** start EXTRACTED RECORDS **

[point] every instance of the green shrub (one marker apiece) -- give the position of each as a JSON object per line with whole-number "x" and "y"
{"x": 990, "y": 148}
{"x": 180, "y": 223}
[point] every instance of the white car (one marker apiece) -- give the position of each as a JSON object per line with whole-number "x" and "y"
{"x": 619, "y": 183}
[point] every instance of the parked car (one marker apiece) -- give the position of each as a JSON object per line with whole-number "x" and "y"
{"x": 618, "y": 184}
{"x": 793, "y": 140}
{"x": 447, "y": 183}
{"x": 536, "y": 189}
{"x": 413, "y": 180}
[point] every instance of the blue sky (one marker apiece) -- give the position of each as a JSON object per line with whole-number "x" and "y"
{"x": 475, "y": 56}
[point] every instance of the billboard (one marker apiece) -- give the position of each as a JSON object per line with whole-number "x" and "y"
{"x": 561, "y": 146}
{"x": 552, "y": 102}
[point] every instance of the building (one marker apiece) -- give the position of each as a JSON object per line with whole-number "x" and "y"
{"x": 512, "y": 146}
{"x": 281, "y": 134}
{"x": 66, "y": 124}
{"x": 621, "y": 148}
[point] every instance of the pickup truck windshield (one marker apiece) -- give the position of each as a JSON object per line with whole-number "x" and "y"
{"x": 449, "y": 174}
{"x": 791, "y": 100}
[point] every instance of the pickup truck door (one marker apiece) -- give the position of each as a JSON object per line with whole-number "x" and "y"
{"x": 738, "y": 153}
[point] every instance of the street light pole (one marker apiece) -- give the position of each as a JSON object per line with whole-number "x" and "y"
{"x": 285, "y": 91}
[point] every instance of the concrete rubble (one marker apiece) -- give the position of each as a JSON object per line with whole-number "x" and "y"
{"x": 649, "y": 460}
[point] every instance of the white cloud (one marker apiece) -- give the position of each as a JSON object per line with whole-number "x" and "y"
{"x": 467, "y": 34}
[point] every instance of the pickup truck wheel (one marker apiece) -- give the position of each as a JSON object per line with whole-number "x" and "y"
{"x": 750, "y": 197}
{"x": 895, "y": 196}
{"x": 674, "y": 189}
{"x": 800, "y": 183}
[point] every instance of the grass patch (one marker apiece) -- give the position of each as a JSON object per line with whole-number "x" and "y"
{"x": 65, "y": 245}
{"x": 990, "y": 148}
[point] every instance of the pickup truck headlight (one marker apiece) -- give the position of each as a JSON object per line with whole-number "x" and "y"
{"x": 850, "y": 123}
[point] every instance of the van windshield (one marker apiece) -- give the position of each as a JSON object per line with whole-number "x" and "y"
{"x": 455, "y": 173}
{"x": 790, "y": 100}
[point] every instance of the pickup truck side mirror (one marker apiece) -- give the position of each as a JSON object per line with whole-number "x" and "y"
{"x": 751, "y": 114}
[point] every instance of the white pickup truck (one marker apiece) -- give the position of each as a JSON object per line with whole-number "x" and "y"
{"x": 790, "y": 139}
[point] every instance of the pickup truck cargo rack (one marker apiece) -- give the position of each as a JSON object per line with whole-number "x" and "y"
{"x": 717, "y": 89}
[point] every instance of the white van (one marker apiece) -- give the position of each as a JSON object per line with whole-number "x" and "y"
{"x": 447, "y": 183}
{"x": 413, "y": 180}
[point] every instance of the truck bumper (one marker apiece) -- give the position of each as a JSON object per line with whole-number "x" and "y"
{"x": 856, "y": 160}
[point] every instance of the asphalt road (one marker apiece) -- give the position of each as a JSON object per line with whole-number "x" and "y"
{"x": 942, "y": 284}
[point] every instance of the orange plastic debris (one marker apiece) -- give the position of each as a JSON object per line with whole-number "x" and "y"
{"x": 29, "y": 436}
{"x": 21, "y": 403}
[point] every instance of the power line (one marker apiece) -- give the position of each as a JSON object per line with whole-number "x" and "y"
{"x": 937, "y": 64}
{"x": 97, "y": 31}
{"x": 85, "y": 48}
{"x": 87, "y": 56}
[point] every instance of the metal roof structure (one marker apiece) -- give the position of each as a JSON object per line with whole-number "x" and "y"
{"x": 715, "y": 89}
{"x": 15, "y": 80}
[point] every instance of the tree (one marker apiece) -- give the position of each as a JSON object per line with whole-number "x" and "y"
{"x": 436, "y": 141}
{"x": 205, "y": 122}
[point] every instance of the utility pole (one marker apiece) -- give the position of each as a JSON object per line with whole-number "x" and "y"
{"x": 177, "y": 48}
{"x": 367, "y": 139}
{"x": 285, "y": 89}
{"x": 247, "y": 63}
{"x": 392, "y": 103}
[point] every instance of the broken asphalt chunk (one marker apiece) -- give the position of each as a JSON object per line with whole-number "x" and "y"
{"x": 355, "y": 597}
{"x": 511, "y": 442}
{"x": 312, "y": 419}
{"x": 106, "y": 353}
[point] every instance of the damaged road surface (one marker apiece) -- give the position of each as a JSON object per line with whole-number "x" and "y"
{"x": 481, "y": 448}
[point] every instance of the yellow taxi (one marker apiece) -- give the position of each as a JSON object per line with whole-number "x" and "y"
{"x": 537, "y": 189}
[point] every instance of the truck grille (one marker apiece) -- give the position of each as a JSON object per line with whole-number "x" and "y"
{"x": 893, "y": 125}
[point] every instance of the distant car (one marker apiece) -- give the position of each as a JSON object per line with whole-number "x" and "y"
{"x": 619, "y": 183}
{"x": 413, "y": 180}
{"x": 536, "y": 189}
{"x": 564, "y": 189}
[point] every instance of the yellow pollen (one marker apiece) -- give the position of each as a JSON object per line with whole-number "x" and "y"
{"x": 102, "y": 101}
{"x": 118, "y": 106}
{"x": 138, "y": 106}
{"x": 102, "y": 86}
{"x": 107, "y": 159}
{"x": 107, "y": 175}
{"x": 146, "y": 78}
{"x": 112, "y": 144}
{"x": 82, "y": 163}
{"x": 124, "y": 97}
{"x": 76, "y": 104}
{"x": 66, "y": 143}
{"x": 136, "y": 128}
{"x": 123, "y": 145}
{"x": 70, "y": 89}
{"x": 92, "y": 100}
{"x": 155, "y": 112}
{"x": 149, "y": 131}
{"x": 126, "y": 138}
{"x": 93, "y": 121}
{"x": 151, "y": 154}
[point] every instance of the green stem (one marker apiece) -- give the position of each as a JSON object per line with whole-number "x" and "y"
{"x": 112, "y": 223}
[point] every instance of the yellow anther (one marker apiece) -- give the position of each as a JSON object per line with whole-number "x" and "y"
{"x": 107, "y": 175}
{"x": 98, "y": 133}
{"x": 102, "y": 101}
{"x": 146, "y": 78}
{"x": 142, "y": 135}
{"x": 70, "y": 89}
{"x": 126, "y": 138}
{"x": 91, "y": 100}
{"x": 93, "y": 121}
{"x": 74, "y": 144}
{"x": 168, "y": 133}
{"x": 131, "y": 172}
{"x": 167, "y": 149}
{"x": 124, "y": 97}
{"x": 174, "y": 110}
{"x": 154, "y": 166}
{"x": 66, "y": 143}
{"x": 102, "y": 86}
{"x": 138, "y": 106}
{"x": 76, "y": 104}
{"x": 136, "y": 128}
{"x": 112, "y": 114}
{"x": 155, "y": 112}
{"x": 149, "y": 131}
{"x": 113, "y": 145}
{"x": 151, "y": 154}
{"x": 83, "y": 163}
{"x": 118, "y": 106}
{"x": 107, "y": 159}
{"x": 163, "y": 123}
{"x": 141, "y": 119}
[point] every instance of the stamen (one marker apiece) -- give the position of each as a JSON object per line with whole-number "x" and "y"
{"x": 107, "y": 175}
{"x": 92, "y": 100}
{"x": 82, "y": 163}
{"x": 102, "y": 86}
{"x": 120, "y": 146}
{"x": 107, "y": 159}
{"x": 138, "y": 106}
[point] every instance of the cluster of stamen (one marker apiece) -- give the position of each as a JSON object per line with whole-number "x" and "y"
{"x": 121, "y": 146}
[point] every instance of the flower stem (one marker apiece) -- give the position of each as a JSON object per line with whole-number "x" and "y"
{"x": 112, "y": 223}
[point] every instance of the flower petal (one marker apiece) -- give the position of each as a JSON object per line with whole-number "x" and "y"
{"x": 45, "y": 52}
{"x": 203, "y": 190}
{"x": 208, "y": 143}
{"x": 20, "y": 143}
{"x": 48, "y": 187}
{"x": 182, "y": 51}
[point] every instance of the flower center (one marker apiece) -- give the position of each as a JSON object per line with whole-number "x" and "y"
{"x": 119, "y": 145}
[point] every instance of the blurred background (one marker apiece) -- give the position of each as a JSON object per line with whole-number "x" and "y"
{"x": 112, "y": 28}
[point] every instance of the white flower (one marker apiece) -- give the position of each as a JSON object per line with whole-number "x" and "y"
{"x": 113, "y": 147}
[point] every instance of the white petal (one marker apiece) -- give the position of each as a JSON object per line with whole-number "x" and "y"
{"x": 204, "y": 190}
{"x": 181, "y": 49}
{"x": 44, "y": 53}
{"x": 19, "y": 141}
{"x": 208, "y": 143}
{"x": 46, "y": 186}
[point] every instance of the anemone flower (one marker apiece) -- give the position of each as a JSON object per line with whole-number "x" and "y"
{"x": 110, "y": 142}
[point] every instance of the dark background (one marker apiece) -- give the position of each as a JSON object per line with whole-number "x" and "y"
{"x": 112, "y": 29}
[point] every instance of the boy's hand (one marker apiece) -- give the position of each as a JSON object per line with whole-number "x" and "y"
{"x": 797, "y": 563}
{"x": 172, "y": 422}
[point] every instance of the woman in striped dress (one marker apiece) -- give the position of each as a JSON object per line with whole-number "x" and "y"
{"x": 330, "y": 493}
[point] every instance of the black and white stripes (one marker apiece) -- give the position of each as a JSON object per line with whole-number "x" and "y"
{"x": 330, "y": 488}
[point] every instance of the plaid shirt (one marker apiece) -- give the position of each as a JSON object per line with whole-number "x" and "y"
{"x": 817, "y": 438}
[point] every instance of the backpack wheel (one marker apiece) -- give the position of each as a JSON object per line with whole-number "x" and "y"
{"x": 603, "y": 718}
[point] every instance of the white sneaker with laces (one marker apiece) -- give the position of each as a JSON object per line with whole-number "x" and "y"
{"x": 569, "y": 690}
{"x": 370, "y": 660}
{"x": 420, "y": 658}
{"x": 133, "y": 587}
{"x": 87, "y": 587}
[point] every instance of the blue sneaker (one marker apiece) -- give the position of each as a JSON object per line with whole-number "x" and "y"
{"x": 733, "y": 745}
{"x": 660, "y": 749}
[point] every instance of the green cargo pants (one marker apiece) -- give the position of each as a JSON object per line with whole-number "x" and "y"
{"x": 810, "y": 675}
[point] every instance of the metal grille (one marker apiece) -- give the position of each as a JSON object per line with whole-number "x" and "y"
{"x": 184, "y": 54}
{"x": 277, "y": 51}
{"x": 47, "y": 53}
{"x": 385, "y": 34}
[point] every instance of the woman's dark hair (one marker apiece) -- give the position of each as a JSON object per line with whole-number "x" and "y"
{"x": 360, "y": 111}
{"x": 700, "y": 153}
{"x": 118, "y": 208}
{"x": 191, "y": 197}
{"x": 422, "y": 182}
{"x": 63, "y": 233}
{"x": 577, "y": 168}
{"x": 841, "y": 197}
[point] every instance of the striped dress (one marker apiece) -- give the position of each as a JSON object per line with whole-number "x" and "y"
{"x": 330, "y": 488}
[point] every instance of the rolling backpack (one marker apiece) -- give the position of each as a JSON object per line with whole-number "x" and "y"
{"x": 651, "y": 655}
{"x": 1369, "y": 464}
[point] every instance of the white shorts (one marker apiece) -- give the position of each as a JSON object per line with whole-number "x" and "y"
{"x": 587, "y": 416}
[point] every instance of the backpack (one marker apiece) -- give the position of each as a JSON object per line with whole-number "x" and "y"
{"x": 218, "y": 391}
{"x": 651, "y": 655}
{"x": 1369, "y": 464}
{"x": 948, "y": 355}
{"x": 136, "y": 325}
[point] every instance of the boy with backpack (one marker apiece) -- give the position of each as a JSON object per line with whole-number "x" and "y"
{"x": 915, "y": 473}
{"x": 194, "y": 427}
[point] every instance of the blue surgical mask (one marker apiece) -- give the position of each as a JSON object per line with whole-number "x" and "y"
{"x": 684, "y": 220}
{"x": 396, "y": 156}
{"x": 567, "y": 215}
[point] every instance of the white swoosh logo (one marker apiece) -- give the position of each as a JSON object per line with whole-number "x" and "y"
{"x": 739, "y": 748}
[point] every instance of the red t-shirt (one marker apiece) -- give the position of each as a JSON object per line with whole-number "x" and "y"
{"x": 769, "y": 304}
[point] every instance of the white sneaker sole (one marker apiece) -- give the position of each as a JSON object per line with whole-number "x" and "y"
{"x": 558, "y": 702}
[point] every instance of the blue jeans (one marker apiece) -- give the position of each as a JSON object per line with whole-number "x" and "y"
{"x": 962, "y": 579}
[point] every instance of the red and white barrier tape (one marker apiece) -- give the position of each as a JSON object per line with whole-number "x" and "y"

** end EXTRACTED RECORDS **

• AIM:
Take the part that opens with the line containing "[point] every instance of the blue jeans" and closes with the last of the entries, and write out those lines again with "marker" changed to "dot" and nothing else altered.

• WRITTEN ANSWER:
[point] every instance of the blue jeans (one dot apiece) -- give the position of each as a JSON object per line with whole-number "x" and "y"
{"x": 962, "y": 579}
[point] every instance of the red and white barrier tape (one dot apiece) -- give the position of each as a JSON object per line with whole-number "x" and "y"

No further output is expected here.